▶ Supplied data:
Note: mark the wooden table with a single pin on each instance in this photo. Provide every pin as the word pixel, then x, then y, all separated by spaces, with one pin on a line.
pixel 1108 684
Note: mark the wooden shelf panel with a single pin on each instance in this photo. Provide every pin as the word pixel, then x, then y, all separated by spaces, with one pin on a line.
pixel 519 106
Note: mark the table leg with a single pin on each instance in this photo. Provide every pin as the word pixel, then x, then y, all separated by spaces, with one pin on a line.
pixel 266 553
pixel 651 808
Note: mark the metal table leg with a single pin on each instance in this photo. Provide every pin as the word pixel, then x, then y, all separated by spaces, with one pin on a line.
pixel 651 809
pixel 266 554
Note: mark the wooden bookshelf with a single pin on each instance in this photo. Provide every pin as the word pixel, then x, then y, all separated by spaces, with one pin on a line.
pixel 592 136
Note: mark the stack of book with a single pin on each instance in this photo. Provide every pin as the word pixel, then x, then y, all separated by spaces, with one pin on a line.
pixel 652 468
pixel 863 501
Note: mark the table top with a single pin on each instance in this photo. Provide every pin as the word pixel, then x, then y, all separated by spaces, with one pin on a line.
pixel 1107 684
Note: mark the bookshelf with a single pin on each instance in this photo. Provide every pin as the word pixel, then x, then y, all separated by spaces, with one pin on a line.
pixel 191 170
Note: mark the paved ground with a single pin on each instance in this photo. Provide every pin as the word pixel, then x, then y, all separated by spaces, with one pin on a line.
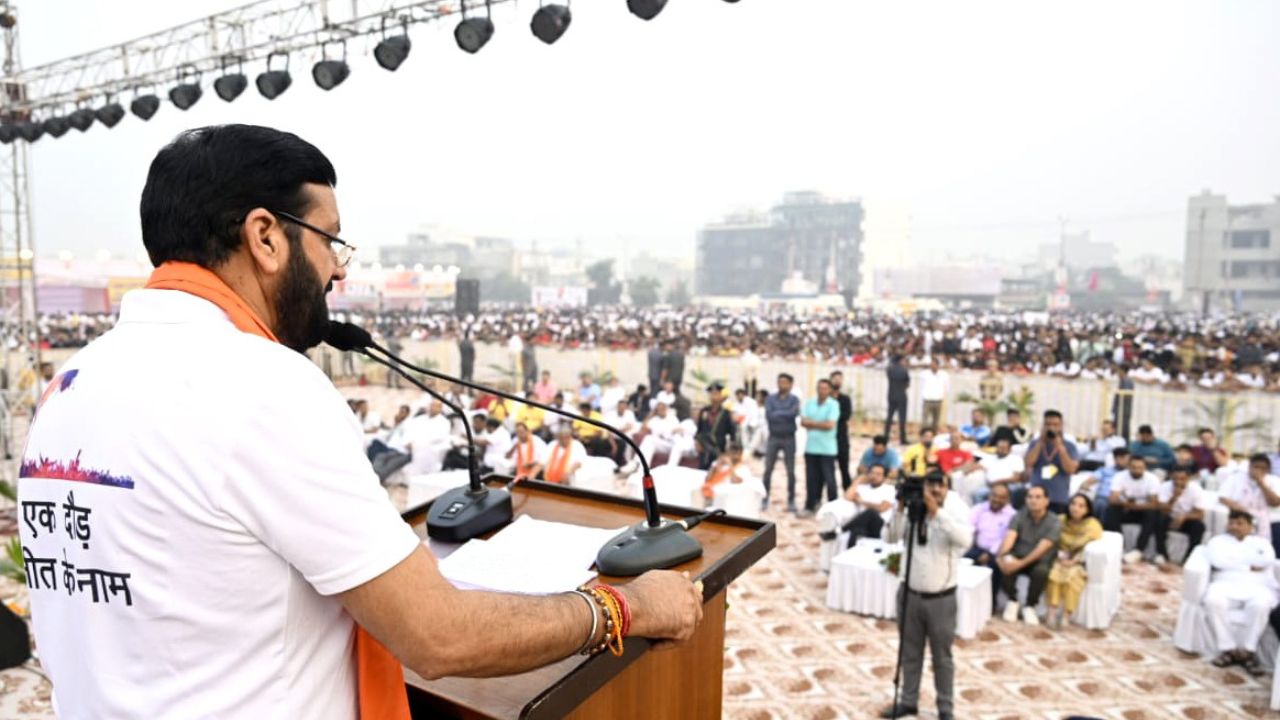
pixel 790 657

▶ Task to complete: Starting with the first line of the rows and going on through the line with "pixel 519 106", rescale each answer's pixel coordinates by multiplying them by 1.9 and rounding to whole numbers, with halves rounded up. Write out every line in that span in full, and leave all other wording and numbers unchanged.

▶ The solution:
Note: mark the wooden table with a single pin on each instance in this photo. Provide every pin as the word pixel, then x, then y, all separated by spaces, with one pin on a line.
pixel 2105 1300
Note: mark the wooden shelf panel with a single pin on each instance in this photo. Provide every pin as the word pixel, then x, then y, all separated by spaces, with one pin on a line.
pixel 986 201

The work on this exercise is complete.